| INFORMATION PROVIDED |
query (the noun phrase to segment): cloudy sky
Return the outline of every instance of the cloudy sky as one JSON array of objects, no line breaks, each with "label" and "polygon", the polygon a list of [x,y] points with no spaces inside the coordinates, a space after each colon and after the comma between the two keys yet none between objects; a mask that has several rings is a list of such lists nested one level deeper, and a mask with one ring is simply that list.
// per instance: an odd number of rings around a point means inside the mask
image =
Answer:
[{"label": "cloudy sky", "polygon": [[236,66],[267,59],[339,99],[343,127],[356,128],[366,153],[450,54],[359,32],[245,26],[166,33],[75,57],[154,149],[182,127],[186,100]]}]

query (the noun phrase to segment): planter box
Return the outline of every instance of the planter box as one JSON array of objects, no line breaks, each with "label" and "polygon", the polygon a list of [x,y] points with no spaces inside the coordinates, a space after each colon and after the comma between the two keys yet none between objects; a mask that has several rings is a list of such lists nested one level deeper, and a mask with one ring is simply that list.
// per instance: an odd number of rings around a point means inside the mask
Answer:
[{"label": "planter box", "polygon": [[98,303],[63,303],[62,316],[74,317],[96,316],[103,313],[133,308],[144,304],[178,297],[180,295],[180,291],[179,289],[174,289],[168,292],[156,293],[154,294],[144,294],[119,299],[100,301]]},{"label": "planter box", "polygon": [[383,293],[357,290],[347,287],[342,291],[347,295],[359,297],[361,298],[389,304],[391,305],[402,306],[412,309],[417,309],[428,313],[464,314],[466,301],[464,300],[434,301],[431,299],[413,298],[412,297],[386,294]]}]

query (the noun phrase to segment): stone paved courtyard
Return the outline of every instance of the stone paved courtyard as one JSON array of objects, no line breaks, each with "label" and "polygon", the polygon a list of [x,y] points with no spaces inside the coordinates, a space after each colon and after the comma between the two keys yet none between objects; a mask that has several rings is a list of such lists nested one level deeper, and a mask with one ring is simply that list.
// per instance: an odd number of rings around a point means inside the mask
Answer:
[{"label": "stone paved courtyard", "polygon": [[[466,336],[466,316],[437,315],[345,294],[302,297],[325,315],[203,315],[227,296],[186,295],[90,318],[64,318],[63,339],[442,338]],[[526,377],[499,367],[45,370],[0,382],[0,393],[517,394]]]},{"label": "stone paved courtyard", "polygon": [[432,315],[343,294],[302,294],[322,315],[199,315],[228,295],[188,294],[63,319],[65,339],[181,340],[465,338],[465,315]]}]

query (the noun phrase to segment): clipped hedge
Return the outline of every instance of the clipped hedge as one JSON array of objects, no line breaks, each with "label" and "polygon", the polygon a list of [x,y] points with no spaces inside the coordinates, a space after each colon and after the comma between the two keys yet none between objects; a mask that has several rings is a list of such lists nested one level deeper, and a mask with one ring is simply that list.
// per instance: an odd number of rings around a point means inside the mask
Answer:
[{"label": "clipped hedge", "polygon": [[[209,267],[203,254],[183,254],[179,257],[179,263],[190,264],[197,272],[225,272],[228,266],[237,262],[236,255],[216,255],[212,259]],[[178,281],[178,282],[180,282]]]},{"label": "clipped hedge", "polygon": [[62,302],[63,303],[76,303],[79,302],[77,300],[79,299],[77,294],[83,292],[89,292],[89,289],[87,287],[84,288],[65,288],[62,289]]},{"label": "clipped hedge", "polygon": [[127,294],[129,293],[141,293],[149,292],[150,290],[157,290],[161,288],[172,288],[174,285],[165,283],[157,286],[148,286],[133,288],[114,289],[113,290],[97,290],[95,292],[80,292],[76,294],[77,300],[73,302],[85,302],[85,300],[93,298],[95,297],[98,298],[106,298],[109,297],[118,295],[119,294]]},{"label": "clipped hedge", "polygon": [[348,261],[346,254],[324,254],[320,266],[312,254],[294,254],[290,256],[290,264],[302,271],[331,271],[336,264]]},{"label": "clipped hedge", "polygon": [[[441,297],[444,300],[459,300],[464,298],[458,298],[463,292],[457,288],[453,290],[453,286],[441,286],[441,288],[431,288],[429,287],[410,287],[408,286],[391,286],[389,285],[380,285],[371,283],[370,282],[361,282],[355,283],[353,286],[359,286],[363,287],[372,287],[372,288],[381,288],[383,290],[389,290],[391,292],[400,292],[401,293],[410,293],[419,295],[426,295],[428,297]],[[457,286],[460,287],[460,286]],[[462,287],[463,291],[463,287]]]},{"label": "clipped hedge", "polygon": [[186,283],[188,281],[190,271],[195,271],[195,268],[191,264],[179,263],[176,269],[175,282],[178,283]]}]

| TO DO |
Reproduce all of the material above as a numbered list with one line per item, and leave out the blank lines.

| EXERCISE ANSWER |
1. query (the noun phrase to segment): cloudy sky
2. Return the outline of every instance of the cloudy sky as one JSON array of objects, no line breaks, each with "label" and "polygon", the polygon a list of [x,y] points with no spaces inside the coordinates, a space after each colon and after the comma between the two keys yet none between objects; a mask that has several rings is a list of such lists nested one level deeper, and a mask with one ring is simply that list.
3. // per instance: an odd number of rings around a point means inside the mask
4. image =
5. Answer:
6. [{"label": "cloudy sky", "polygon": [[236,66],[267,59],[339,99],[343,127],[356,128],[366,153],[450,54],[359,32],[245,26],[166,33],[75,57],[154,149],[182,127],[186,100]]}]
7. query (the noun phrase to segment): planter box
8. Return the outline of every instance of the planter box as one JSON array of objects, no line breaks, each with "label" and "polygon", the polygon a list of [x,y] points with no spaces inside the coordinates, a space after each colon and after the comma between the two keys yet none between objects; a mask that has several rings is a list of such lists nested one level deeper, and a mask with one ring is simply that list.
9. // per instance: an odd number of rings around a point means inside the mask
10. Answer:
11. [{"label": "planter box", "polygon": [[98,303],[63,303],[62,316],[74,317],[96,316],[103,313],[133,308],[144,304],[178,297],[180,295],[180,291],[179,289],[174,289],[168,292],[156,293],[154,294],[144,294],[119,299],[100,301]]},{"label": "planter box", "polygon": [[383,293],[357,290],[347,287],[342,291],[347,295],[359,297],[361,298],[389,304],[391,305],[402,306],[412,309],[417,309],[428,313],[464,314],[466,301],[464,300],[434,301],[431,299],[413,298],[412,297],[386,294]]}]
12. query (the noun phrase to segment): stone paved courtyard
13. Return the outline of every instance of the stone paved courtyard as one JSON array of objects, no line breaks, each with "label" and "polygon", the polygon a list of [x,y] points with no spaces inside the coordinates, a space after each colon and after the comma between the two keys yet none between objects; a mask that has several rings is a list of such lists nested one level deeper, and a mask with one ring is simply that list.
14. // per instance: an odd number of rings around a point means inside the mask
15. Answer:
16. [{"label": "stone paved courtyard", "polygon": [[[466,336],[466,316],[437,315],[345,294],[302,297],[325,315],[203,315],[227,296],[186,295],[90,318],[64,318],[63,339],[442,338]],[[526,377],[499,367],[45,370],[0,382],[0,393],[517,394]]]},{"label": "stone paved courtyard", "polygon": [[432,315],[343,294],[302,294],[322,315],[199,315],[228,295],[188,294],[63,319],[65,339],[181,340],[465,338],[465,315]]}]
17. query (the noun phrase to segment): clipped hedge
18. Return the outline of every instance of the clipped hedge as one JSON array of objects, no line breaks, each with "label" and "polygon", the polygon a list of [x,y] points with no spaces inside the coordinates, a space after each colon and after the comma between the two keys yet none between objects; a mask that has several rings is a list of such lists nested one level deeper, and a mask with one ring is simply that list.
19. // per instance: an odd number of rings around a point means inside the mask
20. Answer:
21. [{"label": "clipped hedge", "polygon": [[[209,267],[203,254],[183,254],[179,257],[179,263],[190,264],[197,272],[225,272],[228,266],[237,262],[236,255],[216,255],[212,259]],[[178,281],[178,282],[180,282]]]},{"label": "clipped hedge", "polygon": [[62,302],[63,303],[76,303],[79,302],[77,300],[79,299],[77,294],[83,292],[89,292],[89,289],[87,287],[84,288],[65,288],[62,289]]},{"label": "clipped hedge", "polygon": [[127,294],[129,293],[141,293],[149,292],[150,290],[157,290],[161,288],[172,288],[174,285],[165,283],[157,286],[148,286],[133,288],[114,289],[113,290],[97,290],[95,292],[80,292],[76,294],[77,300],[73,302],[85,302],[85,300],[93,298],[95,297],[98,298],[106,298],[109,297],[118,295],[119,294]]},{"label": "clipped hedge", "polygon": [[348,261],[346,254],[324,254],[320,266],[312,254],[294,254],[290,256],[290,264],[302,271],[331,271],[336,264]]},{"label": "clipped hedge", "polygon": [[[441,297],[444,300],[459,300],[464,298],[458,298],[463,292],[457,288],[453,290],[453,286],[441,286],[441,288],[431,288],[429,287],[410,287],[408,286],[391,286],[389,285],[380,285],[371,283],[370,282],[361,282],[355,283],[353,286],[359,286],[363,287],[372,287],[372,288],[381,288],[383,290],[389,290],[391,292],[400,292],[401,293],[410,293],[419,295],[426,295],[428,297]],[[457,286],[460,287],[460,286]],[[462,287],[463,291],[463,287]]]},{"label": "clipped hedge", "polygon": [[186,283],[188,281],[190,271],[195,271],[195,268],[191,264],[179,263],[176,269],[175,282],[178,283]]}]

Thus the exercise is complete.